* TASKS AND EXERCISES *
A) According to the article on Singapore's address to the UN, which session of the United Nations General Assembly did Vivian Balakrishnan speak to?
B) For each statement, decide whether the article on Singapore's address to the UN supports it, and quote the words that settle it. (i) Balakrishnan delivered his speech in person. (ii) He said the World Trade Organisation needed reform. (iii) He called for vaccine multilateralism.

* GIVEN TEXT *
------------
Singapore

World needs to cooperate to defeat Covid-19: Vivian tells UN

Foreign Minister tells UN General Assembly that no nation is safe until all are safe together

Warning that protectionism and unilateral action will ultimately be self-defeating, Singapore's Foreign Minister Vivian Balakrishnan told the 75th United Nations General Assembly that no nation, large or small, will be safe unless all are safe together.

"What we need now is vaccine multilateralism," he stressed. "We need greater international cooperation to ensure equitable and universal access to Covid-19 vaccines."

Speaking early yesterday morning via video link to the General Assembly, which for the first time has had to go almost completely virtual due to the pandemic, Dr Balakrishnan acknowledged that bodies such as the World Health Organisation, the World Trade Organisation and the UN needed reform.

But he warned that the multilateral system is "confronted by nationalism, xenophobia, the rejection of free trade and global economic integration, and the bifurcation of technology and supply chains".
------------
* ENTRIES PROVIDED *
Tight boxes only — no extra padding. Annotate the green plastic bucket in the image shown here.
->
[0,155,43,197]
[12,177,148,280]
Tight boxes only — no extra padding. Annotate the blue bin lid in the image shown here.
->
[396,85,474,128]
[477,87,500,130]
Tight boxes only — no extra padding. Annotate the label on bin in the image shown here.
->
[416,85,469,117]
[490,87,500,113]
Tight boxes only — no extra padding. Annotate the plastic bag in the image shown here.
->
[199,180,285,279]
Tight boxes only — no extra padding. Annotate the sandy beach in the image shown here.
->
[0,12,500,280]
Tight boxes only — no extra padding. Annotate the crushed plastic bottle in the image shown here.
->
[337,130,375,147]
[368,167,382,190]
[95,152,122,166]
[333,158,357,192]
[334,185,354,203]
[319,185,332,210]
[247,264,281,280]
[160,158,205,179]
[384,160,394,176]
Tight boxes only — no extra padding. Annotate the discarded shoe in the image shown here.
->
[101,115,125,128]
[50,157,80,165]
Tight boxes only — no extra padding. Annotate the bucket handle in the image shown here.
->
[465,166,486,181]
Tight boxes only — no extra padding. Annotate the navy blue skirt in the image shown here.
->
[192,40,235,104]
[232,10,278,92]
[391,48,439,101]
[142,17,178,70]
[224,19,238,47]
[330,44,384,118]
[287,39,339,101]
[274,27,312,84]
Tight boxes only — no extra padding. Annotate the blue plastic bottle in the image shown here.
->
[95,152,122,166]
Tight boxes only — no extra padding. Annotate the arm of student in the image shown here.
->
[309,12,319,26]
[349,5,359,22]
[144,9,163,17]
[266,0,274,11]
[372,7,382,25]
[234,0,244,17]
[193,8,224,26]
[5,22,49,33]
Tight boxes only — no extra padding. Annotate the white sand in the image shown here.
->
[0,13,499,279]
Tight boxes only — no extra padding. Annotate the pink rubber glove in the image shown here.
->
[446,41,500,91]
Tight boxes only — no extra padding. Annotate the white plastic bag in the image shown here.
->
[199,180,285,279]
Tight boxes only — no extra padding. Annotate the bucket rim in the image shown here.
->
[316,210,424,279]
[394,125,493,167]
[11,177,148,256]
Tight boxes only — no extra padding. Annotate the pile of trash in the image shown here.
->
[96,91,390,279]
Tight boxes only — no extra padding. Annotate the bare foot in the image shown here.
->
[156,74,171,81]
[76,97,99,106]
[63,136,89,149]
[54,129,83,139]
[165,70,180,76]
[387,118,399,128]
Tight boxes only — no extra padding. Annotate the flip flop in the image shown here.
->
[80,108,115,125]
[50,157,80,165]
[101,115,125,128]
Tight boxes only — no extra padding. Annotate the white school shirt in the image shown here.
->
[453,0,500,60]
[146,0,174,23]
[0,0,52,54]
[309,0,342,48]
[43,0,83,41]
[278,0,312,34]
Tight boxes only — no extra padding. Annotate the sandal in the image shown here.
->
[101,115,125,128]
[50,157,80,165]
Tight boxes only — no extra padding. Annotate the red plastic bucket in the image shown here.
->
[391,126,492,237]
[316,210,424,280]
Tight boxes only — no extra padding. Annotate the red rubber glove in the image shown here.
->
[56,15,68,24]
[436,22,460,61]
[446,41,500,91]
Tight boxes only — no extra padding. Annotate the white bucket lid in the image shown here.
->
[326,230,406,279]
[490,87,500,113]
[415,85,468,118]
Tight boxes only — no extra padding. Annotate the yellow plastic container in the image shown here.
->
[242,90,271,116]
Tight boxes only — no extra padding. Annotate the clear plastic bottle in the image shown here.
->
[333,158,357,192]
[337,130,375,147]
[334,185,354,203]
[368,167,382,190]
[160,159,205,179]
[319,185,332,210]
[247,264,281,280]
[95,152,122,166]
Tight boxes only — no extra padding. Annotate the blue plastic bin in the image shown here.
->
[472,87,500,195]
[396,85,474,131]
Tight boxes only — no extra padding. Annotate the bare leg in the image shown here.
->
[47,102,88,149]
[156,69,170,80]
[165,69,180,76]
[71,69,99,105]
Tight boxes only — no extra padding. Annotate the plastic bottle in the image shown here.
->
------------
* ANSWERS FOR THIS EXERCISE *
A) The 75th United Nations General Assembly.

B)
(i) No: "Speaking early yesterday morning via video link to the General Assembly"
(ii) Yes: "Dr Balakrishnan acknowledged that bodies such as the World Health Organisation, the World Trade Organisation and the UN needed reform"
(iii) Yes: "What we need now is vaccine multilateralism"